- _What to produce_:
Extract every line of the records that contains the word "sandstone", copying each line in full.
═════ Extracted material
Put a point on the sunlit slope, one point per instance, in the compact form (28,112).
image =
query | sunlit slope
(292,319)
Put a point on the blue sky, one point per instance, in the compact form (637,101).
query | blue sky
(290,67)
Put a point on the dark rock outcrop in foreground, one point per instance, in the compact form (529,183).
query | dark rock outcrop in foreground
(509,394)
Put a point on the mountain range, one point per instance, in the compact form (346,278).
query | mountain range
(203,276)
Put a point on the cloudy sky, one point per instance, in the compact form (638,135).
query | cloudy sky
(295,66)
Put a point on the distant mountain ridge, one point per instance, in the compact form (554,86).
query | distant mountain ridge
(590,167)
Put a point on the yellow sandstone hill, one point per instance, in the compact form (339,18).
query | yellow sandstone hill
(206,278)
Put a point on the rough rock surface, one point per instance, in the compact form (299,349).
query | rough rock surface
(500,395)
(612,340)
══════════
═════ Extracted material
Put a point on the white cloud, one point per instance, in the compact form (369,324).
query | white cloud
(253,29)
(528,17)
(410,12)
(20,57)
══════════
═════ Extracted material
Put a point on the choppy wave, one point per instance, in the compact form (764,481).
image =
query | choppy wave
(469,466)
══════════
- _Written response_:
Put a point on the yellow sandstone hill, one point per instance, in the compact form (339,18).
query | yellow sandstone hill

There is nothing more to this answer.